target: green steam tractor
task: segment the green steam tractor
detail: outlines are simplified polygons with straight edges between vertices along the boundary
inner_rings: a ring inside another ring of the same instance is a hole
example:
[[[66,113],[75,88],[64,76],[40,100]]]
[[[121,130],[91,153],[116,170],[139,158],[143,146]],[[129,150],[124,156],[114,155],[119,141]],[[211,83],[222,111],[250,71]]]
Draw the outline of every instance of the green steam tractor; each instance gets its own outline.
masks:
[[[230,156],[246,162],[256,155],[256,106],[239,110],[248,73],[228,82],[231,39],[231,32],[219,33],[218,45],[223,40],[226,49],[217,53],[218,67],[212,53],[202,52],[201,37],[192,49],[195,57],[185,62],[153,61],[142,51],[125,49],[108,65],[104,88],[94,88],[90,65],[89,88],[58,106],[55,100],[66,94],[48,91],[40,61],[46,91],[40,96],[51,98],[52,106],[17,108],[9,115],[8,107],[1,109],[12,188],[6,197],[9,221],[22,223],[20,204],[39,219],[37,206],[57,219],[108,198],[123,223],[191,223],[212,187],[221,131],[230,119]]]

» **Work to do**: Return all of the lines above unchanged, character for character, from the first through the last.

» **Answer for the task**:
target: green steam tractor
task: segment the green steam tractor
detail: outlines are simplified polygons with straight edges between vertices along the boundary
inner_rings: a ring inside another ring of the same instance is a hole
example:
[[[66,113],[75,88],[64,76],[40,100]]]
[[[121,130],[91,153],[116,170],[139,158],[143,146]],[[129,150],[124,156],[114,155],[119,141]],[[211,83],[222,111],[250,71]]]
Draw the outline of every instance of the green steam tractor; each instance gets its own outline.
masks:
[[[230,156],[246,162],[256,155],[256,106],[239,110],[248,73],[228,82],[231,39],[231,32],[219,33],[218,45],[223,40],[226,49],[217,53],[218,67],[212,53],[202,52],[201,37],[192,49],[195,57],[185,62],[153,61],[142,51],[125,49],[108,65],[104,88],[94,88],[90,65],[89,88],[58,106],[55,100],[66,94],[48,91],[40,61],[46,91],[40,96],[51,98],[52,106],[17,108],[9,115],[8,107],[1,109],[12,188],[6,197],[9,221],[22,223],[20,204],[39,219],[37,206],[57,219],[108,198],[123,223],[191,223],[212,187],[221,131],[230,119]]]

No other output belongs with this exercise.